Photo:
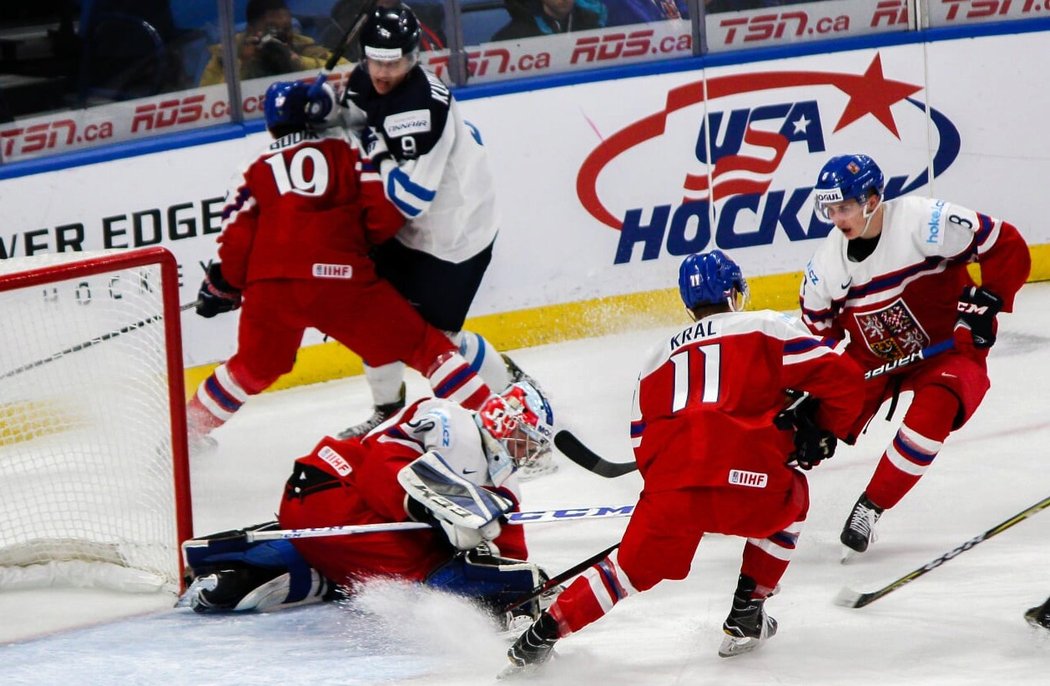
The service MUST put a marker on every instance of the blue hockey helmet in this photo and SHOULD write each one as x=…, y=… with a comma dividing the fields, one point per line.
x=846, y=177
x=295, y=105
x=711, y=278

============

Repeat exactly the lines of the material from the one with "The service MUST" through the end, both the first and the last included.

● REPLY TO THE EXERCISE
The service MUST put a marker on every instance of the blue hockey helmet in this photo and SHOULD write each one as x=…, y=… with a comma dividing the fields, one point per line.
x=846, y=177
x=295, y=105
x=711, y=278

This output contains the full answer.